**SET EXERCISE:** Reproduce the material below, replacing "foliage" with "leaves" and leaving every other character unchanged.
#### INFORMATION PROVIDED
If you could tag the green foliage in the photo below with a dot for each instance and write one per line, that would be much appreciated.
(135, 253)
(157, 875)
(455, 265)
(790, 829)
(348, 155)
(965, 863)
########
**CORRECT ANSWER:**
If you could tag the green leaves in the photo below with a dot for each instance and write one per line, that would be much appreciated.
(135, 253)
(157, 875)
(455, 265)
(790, 829)
(348, 155)
(965, 863)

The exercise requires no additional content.